(Beginning of SOURCE INFORMATION)

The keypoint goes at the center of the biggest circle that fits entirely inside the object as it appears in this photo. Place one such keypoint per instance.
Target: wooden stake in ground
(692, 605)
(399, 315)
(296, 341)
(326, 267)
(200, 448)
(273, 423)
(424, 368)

(End of SOURCE INFORMATION)

• **INSTRUCTIONS TO FOLLOW**
Please reproduce all of the material exactly.

• **ANSWER AREA**
The keypoint goes at the center of the biggest circle that fits entirely inside the object as it appears in this photo. Place one such keypoint per instance.
Target: wooden stake in ground
(692, 605)
(399, 315)
(296, 341)
(326, 267)
(200, 448)
(273, 423)
(424, 368)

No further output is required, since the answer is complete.